Task to complete. Filter this material down to the lines that contain the string "people", and return those lines.

__________________________________________________

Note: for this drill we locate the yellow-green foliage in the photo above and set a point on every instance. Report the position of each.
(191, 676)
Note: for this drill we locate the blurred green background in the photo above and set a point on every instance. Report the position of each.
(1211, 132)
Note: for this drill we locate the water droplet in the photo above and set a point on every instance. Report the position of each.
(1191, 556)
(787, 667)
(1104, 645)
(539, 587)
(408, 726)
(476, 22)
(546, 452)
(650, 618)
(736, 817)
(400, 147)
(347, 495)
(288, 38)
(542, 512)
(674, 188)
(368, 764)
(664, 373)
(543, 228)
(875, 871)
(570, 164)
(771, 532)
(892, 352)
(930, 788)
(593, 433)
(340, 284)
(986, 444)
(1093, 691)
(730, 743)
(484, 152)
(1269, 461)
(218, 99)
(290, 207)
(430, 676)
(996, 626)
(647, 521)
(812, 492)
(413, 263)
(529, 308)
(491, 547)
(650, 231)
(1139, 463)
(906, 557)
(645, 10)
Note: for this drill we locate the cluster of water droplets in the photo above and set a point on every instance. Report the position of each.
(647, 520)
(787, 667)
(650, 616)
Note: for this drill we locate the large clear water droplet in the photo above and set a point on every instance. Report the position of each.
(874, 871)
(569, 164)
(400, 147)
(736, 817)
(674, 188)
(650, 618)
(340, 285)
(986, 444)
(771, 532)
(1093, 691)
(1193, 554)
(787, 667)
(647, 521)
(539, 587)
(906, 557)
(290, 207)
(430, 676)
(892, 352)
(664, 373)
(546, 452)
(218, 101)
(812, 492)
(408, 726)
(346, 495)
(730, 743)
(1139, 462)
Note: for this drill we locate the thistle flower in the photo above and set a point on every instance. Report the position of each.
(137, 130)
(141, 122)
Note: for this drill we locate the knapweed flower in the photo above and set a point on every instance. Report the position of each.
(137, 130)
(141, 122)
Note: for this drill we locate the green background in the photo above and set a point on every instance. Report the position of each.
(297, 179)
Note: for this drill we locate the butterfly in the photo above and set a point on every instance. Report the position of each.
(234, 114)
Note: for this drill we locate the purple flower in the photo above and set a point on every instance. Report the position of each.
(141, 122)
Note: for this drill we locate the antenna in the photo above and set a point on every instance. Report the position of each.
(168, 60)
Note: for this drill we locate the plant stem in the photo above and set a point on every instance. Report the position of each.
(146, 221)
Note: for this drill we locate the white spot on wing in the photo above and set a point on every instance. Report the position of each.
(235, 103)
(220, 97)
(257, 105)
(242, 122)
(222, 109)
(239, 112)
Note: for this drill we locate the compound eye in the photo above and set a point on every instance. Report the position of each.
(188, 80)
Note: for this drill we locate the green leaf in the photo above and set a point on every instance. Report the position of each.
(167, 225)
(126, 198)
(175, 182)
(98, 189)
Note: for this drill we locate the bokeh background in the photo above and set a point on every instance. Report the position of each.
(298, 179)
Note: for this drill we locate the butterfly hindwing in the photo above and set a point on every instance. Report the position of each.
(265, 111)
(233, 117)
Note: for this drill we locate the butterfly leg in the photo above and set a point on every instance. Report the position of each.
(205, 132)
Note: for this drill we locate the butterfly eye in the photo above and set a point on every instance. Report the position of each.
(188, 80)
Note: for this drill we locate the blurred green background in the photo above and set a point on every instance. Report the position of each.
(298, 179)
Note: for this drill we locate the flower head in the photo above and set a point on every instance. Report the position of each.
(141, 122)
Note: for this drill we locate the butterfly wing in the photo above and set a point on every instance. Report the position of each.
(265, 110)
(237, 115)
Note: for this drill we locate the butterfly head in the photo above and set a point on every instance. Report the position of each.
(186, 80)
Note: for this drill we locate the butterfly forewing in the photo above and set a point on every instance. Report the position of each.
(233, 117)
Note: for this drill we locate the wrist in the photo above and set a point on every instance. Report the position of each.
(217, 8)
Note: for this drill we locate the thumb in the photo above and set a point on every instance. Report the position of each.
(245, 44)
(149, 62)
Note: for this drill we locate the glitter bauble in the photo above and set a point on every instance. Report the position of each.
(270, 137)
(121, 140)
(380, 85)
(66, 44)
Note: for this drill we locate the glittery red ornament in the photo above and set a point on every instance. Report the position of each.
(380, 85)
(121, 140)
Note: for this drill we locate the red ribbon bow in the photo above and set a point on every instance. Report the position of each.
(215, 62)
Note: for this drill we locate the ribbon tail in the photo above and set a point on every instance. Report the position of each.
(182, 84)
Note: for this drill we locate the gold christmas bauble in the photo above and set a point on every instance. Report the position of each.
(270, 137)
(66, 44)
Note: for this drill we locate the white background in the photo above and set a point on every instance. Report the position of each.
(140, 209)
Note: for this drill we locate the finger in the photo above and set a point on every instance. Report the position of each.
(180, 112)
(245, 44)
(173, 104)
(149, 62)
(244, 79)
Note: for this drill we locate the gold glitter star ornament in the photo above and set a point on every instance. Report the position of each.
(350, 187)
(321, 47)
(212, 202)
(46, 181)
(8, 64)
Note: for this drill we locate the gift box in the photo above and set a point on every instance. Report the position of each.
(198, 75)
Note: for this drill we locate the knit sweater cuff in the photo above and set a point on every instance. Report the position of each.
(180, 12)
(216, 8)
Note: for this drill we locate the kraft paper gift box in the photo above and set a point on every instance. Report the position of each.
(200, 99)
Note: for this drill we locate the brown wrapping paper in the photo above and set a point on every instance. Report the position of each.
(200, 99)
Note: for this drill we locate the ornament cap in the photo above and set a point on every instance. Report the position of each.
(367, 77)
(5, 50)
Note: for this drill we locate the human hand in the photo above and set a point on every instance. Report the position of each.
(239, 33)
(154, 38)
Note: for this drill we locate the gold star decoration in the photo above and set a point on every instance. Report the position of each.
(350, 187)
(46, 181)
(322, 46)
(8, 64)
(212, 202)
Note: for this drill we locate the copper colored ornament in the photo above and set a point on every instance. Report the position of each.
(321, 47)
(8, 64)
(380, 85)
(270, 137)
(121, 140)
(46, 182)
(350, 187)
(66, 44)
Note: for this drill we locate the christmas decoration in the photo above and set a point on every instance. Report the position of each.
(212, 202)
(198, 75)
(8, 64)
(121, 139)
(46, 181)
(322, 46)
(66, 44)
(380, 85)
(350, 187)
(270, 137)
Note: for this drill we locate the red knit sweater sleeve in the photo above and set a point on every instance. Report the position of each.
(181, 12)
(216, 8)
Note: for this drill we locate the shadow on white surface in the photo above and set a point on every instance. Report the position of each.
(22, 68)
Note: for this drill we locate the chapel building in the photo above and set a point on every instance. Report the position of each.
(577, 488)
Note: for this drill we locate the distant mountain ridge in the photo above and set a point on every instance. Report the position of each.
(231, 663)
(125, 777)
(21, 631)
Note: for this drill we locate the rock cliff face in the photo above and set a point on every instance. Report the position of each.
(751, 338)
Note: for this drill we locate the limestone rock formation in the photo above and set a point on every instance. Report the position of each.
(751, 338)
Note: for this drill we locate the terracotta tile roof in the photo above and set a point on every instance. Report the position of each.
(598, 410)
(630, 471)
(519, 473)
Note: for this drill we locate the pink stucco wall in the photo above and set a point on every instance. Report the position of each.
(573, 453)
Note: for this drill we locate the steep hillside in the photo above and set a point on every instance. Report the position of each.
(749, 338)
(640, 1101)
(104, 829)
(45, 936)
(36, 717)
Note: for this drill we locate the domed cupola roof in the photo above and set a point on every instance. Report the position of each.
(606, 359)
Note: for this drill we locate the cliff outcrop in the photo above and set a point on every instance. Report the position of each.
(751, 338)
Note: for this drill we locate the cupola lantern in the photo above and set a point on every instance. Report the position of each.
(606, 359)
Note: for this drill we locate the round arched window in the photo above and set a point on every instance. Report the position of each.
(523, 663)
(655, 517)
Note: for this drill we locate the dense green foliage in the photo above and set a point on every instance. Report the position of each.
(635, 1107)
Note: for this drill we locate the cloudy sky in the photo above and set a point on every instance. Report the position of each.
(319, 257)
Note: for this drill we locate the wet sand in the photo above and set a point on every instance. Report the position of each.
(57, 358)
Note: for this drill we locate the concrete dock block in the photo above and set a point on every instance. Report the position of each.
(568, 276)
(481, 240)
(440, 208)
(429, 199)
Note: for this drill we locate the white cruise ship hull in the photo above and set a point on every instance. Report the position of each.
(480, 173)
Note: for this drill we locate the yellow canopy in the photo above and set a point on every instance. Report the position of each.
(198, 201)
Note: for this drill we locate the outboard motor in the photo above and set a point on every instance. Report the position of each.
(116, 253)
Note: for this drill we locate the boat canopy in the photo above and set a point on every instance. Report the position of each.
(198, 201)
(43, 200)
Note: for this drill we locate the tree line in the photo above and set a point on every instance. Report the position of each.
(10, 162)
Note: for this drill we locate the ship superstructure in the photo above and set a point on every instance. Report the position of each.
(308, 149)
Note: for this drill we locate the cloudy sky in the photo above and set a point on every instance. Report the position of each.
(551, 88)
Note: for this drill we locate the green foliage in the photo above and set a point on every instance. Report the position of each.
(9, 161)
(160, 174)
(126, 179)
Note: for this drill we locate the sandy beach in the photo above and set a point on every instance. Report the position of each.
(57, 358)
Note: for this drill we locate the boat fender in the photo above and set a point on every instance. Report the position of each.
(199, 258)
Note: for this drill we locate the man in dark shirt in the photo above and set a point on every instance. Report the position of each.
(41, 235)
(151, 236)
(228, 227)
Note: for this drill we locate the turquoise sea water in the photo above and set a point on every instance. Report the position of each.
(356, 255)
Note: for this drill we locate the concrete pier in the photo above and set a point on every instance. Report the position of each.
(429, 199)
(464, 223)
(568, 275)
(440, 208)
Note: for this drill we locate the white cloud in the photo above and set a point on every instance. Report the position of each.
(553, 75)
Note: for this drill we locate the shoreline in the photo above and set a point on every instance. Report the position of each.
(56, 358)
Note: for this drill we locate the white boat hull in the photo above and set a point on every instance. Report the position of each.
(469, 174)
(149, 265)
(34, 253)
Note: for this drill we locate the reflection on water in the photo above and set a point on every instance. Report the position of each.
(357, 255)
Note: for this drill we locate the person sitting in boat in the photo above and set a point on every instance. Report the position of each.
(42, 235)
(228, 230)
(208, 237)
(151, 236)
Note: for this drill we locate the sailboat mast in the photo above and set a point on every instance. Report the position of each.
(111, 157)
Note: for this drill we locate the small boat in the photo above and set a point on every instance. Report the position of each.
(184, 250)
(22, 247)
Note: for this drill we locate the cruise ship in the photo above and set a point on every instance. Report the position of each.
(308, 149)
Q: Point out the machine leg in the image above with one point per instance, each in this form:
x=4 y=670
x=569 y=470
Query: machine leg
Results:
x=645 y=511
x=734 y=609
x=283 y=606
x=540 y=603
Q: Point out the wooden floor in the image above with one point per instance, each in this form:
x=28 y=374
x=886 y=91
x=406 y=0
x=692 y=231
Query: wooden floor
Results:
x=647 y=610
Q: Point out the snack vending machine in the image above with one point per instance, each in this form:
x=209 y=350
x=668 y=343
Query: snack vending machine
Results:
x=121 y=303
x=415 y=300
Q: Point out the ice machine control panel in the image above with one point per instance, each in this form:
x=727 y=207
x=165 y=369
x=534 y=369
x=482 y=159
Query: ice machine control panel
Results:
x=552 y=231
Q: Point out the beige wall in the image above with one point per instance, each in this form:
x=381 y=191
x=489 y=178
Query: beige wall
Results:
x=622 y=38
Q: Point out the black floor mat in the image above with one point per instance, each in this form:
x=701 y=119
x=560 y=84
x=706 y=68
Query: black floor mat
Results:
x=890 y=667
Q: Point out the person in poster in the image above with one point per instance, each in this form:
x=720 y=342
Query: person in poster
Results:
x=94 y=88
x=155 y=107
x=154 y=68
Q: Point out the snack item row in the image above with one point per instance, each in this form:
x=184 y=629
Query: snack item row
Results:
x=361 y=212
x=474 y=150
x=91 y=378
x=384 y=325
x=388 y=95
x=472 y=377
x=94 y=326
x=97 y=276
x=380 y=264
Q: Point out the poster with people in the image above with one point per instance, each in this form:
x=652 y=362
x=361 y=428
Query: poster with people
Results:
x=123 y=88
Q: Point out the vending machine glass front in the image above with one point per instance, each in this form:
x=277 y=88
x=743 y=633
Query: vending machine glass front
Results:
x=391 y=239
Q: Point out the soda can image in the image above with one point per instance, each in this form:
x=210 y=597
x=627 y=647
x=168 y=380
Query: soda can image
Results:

__________________________________________________

Response to this task.
Q: Point out the poster with people in the image above with one point per instance, each in this form:
Query: poster with people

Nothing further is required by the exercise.